___ Texte fourni ___
JUILLET 2005

 

 

 

 

 

 

 

 

 

 


Le seul mensuel multilingue d'intérêt général en Chine, publié en français, anglais, espagnol, allemand, arabe et chinois.

 

On peut être jeune et avoir beaucoup

de souvenirs…

LISA CARDUCCI

Li Bao’ai, que j’ai connue à Beijing il y a plus de dix ans, avait alors accepté de me servir de tutrice dans mon apprentissage autodidacte du chinois. Devenues amies, nous nous appelons mutuellement « grande sœur » et « petite sœur », et nous échangeons des visites.

« Une photo que j’aime beaucoup : elle respire la joie! » (De dr. à g.) Li Bao’ai, sa sœur, son père, son frère et sa nièce, lors de l’anniversaire de son père.
« À Timmerdorf, en Allemagne, je me déplaçais à bicyclette électrique. » En 2003, lors de l’épidémie de SRAS, nous prenions la température de chaque personne qui entrait dans l’école et nous jouissions de beaucoup de temps pour causer!

Li Bao’ai, tu habites Hohhot, en Mongolie intérieure; est-ce ta ville d’origine?

Oui, j’y suis née en 1961; j’ai déjà passé la moitié de la quarantaine!

Peu importe, on dit que la vie commence à quarante ans. Parle-moi de tes parents.

Mon père est médecin, ma mère, enseignante au primaire. Nous sommes trois enfants, un garçon, l’aîné, et deux filles dont je suis la cadette. Mes parents travaillaient à Hohhot, et nous avons tous fréquenté l’école dans cette ville.

Considères-tu ton enfance comme heureuse?

Je garde beaucoup de bons souvenirs de mon enfance, mais j’en ai aussi quelques mauvais.

Raconte.

Un jour, mon père a amené toute la famille en camping à la campagne, à Nanwayao, 3 km au sud de Hohhot. Je me souviendrai toujours du soleil chaud, de l’herbe verte et des fleurs sauvages dans la prairie, de l’odeur de la terre; tout cela me remplissait le cœur de joie!
___
▶ Consigne 1: Modifie l'entretien avec Li Bao’ai en recopiant tout le passage allant de « On peut être » jusqu'à « échangeons des visites. », et remplace « Beijing » par « Pékin ».
▶ Consigne 2: Poursuis l'entretien avec Li Bao’ai à partir de la dernière phrase du texte.
___ Données extraites ___
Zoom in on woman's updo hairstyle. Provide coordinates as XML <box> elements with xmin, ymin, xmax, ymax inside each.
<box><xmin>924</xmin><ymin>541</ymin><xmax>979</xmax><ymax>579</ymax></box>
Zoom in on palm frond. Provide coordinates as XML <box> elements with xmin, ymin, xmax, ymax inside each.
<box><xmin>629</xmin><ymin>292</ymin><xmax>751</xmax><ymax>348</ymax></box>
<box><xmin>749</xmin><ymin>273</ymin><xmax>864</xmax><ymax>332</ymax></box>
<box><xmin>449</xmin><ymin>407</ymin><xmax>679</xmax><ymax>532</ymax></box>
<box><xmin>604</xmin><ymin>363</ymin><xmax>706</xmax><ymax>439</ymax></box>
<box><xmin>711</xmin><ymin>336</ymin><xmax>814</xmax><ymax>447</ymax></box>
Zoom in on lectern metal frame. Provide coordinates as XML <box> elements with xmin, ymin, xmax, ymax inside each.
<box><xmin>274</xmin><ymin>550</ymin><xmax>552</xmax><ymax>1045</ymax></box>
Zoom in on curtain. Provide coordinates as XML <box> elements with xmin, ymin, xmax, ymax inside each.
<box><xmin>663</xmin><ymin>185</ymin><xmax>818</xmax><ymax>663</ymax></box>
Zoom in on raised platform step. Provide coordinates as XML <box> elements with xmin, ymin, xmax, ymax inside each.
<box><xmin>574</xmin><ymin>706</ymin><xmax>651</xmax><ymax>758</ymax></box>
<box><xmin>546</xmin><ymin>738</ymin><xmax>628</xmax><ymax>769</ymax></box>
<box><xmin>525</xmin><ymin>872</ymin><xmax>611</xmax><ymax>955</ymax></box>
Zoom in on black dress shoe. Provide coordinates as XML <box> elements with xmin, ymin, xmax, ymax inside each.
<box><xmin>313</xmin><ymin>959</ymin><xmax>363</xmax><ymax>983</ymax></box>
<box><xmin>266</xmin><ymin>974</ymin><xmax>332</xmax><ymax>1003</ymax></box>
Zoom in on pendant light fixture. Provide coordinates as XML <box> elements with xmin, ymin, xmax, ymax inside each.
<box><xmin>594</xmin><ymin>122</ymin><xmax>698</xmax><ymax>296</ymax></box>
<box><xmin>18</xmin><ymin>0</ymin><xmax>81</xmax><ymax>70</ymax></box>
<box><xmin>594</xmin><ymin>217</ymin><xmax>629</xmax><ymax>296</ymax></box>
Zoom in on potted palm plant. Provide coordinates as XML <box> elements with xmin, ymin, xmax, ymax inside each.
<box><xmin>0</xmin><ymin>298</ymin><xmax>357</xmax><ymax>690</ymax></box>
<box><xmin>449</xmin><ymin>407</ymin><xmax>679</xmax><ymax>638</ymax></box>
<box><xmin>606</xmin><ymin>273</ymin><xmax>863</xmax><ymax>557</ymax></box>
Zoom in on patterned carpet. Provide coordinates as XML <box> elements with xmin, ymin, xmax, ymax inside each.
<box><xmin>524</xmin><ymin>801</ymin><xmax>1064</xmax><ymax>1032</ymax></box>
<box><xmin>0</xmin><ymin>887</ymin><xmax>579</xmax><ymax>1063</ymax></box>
___
▶ Production attendue 1:
On peut être jeune et avoir beaucoup

de souvenirs…

LISA CARDUCCI

Li Bao’ai, que j’ai connue à Pékin il y a plus de dix ans, avait alors accepté de me servir de tutrice dans mon apprentissage autodidacte du chinois. Devenues amies, nous nous appelons mutuellement « grande sœur » et « petite sœur », et nous échangeons des visites.

▶ Production attendue 2:
Mon père a toujours eu beaucoup d’amis. Nous étions deux ou trois familles. Les adultes chassaient les canards sauvages dans les étangs parmi les joncs, et les oiseaux dans les arbres avec des fusils à air comprimé. Ils parlaient, riaient, racontaient des blagues sans cesse; les enfants s’amusaient entre eux et suivaient les adultes. Le bonheur était tellement spécial! J’ai demandé à mon père si je pouvais planter les fleurs que j’aimais dans des pots à la maison. J’aimais aussi chasser les sauterelles, et j’étais émerveillée quand j’en voyais une différente des autres. Je transpirais à cause du soleil et de la marche rapide; je me souviens encore de mon front humide, de mes mains sales. J’étais heureuse. Les étangs, les joncs, les canards, tout a disparu aujourd’hui. À la place, il y a des bâtiments et des champs de céréales.

Tu as vraiment été marquée par ces vacances, on dirait.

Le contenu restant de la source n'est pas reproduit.